WRITTEN PROBLEM
Gather every line in the records that contains the word "hair" and copy each one out.

DATA IN THIS EXERCISE

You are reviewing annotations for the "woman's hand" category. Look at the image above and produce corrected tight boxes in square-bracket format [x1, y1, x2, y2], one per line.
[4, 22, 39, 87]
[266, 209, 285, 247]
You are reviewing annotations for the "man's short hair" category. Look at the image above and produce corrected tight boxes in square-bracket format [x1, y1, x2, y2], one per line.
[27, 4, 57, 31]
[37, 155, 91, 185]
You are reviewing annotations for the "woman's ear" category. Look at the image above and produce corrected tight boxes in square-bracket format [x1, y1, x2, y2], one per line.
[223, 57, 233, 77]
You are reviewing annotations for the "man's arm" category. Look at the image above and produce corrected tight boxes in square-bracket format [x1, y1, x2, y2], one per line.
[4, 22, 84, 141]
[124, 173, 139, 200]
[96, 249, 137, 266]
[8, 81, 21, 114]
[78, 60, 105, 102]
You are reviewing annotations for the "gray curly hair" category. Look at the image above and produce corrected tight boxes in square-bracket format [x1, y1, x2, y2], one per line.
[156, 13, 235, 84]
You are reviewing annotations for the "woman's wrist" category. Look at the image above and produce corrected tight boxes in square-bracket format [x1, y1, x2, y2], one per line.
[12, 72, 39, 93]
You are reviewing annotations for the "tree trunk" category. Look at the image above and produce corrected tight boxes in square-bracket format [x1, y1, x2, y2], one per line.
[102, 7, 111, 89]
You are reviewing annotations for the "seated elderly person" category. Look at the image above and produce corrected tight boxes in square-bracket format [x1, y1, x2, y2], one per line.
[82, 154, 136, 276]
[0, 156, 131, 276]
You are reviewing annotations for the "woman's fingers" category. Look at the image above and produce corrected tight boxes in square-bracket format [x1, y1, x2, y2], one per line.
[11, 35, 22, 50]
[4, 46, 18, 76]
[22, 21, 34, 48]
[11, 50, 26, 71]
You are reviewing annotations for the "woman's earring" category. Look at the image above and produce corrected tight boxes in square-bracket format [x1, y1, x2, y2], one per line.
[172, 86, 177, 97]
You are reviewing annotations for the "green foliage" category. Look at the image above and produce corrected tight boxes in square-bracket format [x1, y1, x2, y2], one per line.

RESULT OF THE EXERCISE
You are reviewing annotations for the "man's short hair" category. Look at the image above and produce corrected tight boxes in square-bracket format [x1, y1, x2, y2], one per line.
You are reviewing annotations for the "gray curly hair" category. Look at the image above and produce corrected tight boxes in square-bracket format [x1, y1, x2, y2], one per line.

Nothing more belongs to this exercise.